**What to produce**
Quote the entries below word for word, from the line containing "Practice step: point at the chair shadow" down to the last line of the entries, both ends included.

**Exercise inputs**
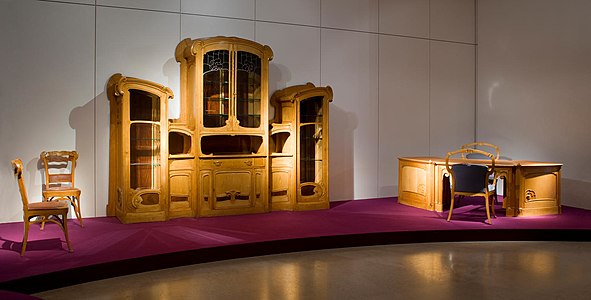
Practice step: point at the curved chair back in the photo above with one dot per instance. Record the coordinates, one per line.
(489, 148)
(469, 179)
(63, 164)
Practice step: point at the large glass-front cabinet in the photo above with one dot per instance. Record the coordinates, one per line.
(227, 79)
(299, 148)
(138, 187)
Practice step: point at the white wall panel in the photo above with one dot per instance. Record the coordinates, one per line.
(163, 5)
(404, 17)
(303, 12)
(534, 70)
(452, 91)
(46, 92)
(361, 15)
(403, 106)
(296, 52)
(137, 44)
(200, 27)
(453, 20)
(243, 9)
(350, 65)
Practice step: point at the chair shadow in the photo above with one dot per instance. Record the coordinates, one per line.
(34, 245)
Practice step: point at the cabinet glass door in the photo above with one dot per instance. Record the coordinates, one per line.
(248, 89)
(144, 135)
(311, 147)
(216, 88)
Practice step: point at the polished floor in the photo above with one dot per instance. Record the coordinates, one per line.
(468, 270)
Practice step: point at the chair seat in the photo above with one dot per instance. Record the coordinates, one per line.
(48, 205)
(61, 191)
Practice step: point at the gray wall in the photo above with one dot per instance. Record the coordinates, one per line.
(534, 91)
(403, 74)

**Task response**
Practice step: point at the chair shadow in the photo above with one dot per instance. Record the coordinates, one per line.
(34, 245)
Practice step: point at the cabinet glass door in the photo above with one dot per instance. Record the coordinates, one per line.
(248, 89)
(144, 135)
(311, 147)
(216, 88)
Practice step: point at the polished floor in the photo above with one dot per instance. Record the coordinates, one per line.
(468, 270)
Practice step: point at the chair seat in the photo above with one dot per instance. Record the coordinates, one per line.
(48, 205)
(61, 191)
Practice step: point at the gray wall in the photo above with one dot per instance. Record the coordinates, one per line.
(534, 91)
(403, 74)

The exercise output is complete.